= Exercise details =
Count how many lines of the material below contain the word "raised" and reply with only that number.

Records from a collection
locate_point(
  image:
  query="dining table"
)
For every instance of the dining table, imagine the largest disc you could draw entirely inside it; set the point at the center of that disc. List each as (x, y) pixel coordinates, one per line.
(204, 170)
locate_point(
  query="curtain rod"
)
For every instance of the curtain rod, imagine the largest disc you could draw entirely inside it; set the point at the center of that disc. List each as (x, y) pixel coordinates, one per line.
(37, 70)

* * *

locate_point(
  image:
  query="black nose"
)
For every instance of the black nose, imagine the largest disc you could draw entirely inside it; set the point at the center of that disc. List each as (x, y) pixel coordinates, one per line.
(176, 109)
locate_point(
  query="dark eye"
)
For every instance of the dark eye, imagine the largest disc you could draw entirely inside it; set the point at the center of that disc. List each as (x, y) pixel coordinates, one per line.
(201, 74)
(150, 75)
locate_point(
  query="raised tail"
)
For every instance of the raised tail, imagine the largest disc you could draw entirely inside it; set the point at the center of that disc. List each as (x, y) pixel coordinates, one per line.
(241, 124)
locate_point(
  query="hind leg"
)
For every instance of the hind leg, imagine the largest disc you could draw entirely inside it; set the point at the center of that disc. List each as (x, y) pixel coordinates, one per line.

==

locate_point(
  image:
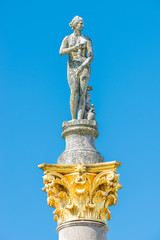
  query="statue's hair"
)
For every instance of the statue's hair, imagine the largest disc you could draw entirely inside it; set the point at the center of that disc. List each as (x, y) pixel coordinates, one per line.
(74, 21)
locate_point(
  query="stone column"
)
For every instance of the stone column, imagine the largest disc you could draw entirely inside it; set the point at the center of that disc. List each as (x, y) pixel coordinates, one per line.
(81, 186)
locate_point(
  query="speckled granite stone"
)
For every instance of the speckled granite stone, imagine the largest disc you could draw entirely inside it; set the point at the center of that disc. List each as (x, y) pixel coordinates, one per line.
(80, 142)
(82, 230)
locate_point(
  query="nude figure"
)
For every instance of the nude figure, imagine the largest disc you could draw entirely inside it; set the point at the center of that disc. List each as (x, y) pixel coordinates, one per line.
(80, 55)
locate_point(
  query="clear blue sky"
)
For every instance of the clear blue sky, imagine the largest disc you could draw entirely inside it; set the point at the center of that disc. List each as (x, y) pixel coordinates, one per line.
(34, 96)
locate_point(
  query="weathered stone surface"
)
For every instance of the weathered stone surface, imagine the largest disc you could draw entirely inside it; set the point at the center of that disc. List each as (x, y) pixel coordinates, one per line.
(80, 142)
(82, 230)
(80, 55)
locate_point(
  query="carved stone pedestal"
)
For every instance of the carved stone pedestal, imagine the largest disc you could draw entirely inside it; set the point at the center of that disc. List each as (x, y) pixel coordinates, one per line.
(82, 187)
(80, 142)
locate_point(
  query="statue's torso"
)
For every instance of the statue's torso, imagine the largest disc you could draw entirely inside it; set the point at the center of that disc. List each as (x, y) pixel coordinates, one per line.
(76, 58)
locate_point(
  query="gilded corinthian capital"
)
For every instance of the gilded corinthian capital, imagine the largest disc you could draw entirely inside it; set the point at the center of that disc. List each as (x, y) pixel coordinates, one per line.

= Solution to this problem =
2